:: Activity 1 ::
Rewrite the Jido.Browser passage from "Inspect a pool" to "without browser state.", replacing "pooled sessions" with "leased sessions".
:: Activity 2 ::
Do the statements (a), (b) and (c) below agree with the Jido.Browser passage? Answer each with yes or no and quote the words of the passage that decide it.
(a) Persistent pools guarantee access through bot filters.
(b) In the plugin setup, checkout_timeout is set to 5_000.
(c) The agent_browser configuration sets headed to true.
:: Activity 3 ::
Continue the Jido.Browser passage from its last line.

:: Passage provided ::

================================

Inspect a pool with:

{:ok, status} = Jido.Browser.pool_status(:default)

status.ready
status.leased
status.lifecycle

For the Web adapter, pooled sessions are still browser sessions, not HTTP fetches. Use web_fetch/2 when you want the simplest request/response API without browser state.

Persistent pools can preserve browser profile continuity, cookies, storage, and session history for application-managed workflows. They do not guarantee access through bot filters; egress, traffic rate, target-site policy, and user-provided state remain application concerns.

Plugin Setup

defmodule MyBrowsingAgent do
  use Jido.Agent,
    name: "browser_agent",
    plugins: [
      {Jido.Browser.Plugin,
       [
         adapter: Jido.Browser.Adapters.AgentBrowser,
         pool: :default,
         checkout_timeout: 5_000,
         headless: true,
         timeout: 30_000
       ]}
    ]
end

Configuration

config :jido_browser,
  adapter: Jido.Browser.Adapters.AgentBrowser

config :jido_browser, :agent_browser,
  binary_path: "/usr/local/bin/agent-browser",
  headed: false

Other adapters can still be configured explicitly:

config :jido_browser, :vibium,
  binary_path: "/path/to/vibium"

================================

:: Provided records ::
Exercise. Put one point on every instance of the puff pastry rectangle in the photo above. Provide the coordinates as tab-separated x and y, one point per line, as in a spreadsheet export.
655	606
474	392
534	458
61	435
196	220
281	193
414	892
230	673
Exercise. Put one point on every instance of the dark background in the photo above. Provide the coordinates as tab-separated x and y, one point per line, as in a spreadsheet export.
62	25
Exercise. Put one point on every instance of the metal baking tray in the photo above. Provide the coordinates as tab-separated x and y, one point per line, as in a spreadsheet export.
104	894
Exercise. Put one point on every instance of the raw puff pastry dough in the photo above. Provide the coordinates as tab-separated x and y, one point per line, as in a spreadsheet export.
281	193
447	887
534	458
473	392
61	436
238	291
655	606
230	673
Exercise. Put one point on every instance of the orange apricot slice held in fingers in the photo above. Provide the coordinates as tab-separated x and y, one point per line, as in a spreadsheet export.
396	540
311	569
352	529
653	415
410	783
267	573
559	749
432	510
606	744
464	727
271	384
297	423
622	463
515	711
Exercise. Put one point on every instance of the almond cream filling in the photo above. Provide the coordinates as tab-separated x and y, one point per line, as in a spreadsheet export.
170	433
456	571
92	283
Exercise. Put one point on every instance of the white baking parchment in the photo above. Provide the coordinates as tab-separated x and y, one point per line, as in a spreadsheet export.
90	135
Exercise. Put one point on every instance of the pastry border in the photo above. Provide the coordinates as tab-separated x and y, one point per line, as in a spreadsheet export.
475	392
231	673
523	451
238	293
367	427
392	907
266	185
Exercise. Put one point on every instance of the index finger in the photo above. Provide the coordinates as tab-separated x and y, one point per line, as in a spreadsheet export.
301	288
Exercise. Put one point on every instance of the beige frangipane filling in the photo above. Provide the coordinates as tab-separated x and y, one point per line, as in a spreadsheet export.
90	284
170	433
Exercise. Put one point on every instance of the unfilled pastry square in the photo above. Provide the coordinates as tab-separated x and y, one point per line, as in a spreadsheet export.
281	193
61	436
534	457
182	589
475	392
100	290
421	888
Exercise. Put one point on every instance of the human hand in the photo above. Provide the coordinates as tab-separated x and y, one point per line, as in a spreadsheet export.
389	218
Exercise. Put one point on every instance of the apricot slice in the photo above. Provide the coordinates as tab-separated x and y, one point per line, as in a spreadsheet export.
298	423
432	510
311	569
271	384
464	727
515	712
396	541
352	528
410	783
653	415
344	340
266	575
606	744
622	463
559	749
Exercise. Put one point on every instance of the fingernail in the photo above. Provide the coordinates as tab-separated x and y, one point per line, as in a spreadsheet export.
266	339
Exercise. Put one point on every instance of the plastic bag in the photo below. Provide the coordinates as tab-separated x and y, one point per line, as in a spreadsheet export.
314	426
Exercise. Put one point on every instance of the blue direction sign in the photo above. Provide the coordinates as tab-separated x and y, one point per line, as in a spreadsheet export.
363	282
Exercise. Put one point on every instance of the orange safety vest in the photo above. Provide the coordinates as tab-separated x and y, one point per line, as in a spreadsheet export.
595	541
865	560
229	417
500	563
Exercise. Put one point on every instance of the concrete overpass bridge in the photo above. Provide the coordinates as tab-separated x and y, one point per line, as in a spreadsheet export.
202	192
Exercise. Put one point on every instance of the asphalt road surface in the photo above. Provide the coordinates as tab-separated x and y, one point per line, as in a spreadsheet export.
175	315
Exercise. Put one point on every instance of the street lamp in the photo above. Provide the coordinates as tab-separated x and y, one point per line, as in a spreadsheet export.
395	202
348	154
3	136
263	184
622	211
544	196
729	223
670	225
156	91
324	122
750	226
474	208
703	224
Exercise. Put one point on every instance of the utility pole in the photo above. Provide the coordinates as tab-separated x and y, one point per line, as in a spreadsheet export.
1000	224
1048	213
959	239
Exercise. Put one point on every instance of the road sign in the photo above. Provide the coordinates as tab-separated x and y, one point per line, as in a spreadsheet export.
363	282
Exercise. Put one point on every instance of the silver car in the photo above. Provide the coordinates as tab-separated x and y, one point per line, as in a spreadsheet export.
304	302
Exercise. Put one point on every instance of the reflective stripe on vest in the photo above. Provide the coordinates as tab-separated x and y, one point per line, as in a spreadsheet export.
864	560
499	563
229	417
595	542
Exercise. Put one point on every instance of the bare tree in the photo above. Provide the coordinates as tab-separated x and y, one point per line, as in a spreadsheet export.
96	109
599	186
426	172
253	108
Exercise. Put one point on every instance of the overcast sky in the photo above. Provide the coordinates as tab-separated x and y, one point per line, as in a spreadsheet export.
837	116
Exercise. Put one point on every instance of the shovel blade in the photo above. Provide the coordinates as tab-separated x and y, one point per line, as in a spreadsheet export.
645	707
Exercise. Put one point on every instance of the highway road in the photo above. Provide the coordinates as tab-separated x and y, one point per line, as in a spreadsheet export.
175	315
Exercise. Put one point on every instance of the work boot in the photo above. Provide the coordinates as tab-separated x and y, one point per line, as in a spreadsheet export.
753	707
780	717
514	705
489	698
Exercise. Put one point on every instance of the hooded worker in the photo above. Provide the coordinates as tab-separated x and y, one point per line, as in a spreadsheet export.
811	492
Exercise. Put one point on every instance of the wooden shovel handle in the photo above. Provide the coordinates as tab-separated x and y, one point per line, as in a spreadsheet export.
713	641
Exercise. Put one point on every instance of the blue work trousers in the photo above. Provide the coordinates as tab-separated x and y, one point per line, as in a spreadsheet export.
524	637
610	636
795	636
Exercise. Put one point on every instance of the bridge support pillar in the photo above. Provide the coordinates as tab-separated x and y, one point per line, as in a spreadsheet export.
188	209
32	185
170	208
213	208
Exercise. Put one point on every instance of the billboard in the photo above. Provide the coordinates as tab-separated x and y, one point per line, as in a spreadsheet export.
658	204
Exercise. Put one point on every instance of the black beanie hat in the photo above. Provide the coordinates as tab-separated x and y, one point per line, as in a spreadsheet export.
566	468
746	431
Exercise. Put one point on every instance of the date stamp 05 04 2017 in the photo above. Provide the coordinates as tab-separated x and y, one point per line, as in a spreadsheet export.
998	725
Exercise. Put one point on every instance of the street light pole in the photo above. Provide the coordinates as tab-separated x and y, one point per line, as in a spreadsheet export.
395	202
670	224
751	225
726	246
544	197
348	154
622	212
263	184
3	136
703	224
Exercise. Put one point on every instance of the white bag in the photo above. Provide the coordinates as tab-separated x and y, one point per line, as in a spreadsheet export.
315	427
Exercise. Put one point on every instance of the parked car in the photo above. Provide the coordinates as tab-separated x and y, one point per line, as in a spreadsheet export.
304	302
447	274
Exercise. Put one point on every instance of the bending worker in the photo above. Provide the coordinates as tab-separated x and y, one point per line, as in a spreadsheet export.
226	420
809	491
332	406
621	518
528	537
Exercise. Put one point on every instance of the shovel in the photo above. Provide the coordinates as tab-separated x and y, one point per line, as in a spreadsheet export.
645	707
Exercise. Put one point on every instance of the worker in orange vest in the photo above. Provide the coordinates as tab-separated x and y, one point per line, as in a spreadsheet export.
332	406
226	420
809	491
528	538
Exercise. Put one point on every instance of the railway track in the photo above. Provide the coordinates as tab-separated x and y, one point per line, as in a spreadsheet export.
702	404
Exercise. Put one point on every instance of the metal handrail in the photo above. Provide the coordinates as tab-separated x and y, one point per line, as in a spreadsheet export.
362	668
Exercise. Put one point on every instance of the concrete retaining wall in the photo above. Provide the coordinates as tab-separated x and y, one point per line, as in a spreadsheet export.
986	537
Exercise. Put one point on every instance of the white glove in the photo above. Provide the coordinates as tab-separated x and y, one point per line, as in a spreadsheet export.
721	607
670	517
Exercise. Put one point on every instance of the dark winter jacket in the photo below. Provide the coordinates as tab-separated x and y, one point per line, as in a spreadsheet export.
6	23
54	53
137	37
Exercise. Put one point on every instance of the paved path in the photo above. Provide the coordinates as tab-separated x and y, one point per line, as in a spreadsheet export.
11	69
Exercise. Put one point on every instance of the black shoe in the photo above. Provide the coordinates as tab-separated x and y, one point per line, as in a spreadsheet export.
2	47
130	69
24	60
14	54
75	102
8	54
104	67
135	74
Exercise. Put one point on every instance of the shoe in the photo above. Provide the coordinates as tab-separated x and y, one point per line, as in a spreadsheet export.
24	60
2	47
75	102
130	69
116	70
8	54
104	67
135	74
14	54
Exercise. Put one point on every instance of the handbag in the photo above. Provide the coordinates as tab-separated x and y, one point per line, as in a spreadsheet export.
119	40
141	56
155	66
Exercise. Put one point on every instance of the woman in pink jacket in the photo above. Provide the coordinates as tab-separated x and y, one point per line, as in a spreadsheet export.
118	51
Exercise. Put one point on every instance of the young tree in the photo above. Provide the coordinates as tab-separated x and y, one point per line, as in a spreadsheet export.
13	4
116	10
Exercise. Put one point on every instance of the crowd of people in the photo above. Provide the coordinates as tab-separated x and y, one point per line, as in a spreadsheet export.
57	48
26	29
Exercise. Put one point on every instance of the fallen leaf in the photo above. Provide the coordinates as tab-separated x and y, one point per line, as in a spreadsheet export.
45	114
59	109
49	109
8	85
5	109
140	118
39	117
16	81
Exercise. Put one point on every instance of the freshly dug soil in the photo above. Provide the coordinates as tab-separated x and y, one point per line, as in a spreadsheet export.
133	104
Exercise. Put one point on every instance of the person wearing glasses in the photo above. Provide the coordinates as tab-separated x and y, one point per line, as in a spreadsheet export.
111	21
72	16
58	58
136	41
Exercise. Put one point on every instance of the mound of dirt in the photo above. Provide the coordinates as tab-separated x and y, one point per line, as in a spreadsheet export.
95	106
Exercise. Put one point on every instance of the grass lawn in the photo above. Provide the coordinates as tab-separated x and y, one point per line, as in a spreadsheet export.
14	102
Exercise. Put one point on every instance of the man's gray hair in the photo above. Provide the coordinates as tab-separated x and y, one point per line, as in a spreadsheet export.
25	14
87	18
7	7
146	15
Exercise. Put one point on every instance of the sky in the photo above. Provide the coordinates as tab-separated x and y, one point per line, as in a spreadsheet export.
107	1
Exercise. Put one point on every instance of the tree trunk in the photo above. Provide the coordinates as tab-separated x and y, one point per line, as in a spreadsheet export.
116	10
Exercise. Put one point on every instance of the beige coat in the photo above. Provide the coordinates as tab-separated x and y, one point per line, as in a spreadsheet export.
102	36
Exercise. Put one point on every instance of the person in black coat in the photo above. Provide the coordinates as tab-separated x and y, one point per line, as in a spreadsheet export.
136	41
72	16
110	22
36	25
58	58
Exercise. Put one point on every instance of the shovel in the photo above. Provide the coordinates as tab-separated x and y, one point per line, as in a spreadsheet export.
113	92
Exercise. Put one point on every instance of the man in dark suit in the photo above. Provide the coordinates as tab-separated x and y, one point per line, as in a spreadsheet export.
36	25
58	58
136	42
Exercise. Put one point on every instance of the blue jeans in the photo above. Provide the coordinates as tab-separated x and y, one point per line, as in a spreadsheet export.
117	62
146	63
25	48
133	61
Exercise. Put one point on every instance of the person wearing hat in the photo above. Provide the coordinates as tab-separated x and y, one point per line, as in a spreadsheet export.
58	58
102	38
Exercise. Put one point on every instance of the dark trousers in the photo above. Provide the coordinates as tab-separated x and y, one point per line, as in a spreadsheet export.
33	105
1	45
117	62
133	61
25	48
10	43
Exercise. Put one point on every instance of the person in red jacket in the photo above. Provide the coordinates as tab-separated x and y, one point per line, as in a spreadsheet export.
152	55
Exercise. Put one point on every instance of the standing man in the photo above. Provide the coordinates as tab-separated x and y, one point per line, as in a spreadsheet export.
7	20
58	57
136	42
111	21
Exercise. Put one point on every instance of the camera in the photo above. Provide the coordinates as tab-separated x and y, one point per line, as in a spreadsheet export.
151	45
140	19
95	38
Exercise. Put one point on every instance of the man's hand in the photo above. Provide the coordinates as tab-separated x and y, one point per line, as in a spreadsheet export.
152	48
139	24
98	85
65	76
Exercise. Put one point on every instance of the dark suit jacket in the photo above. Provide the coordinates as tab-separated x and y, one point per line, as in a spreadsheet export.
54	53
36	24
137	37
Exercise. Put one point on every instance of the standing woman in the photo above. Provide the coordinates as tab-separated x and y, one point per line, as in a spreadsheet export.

================================

:: Exercise result 1 ::
Inspect a pool with:

{:ok, status} = Jido.Browser.pool_status(:default)

status.ready
status.leased
status.lifecycle

For the Web adapter, leased sessions are still browser sessions, not HTTP fetches. Use web_fetch/2 when you want the simplest request/response API without browser state.

:: Exercise result 2 ::
(a) No: "They do not guarantee access through bot filters"
(b) Yes: "checkout_timeout: 5_000"
(c) No: "headed: false"

:: Exercise result 3 ::
config :jido_browser, :web,
  binary_path: "/usr/local/bin/web",
  profile: "default"

config :jido_browser, :lightpanda,
  binary_path: "/usr/local/bin/lightpanda",
  disable_telemetry: true

Optional web fetch settings:

config :jido_browser, :web_fetch,
  backend: Jido.Browser.WebFetch.Backends.Req,
  cache_ttl_ms: 300_000,
  req: [
    connect_options: [
      timeout: 10_000
    ]
  ],
  extractous: [
    pdf: [extract_annotation_text: true],
    office: [include_headers_and_footers: true]
  ]

Configured req, browsey, and extractous options are merged with any per-call options passed to Jido.Browser.web_fetch/2.

Backends

AgentBrowser (Default)

  • native snapshot support with refs
  • supervised daemon per session
  • optional warm session pools with explicit checkout
  • direct JSON IPC from Elixir
  • built-in state save/load and tab management support

Lightpanda (Limited)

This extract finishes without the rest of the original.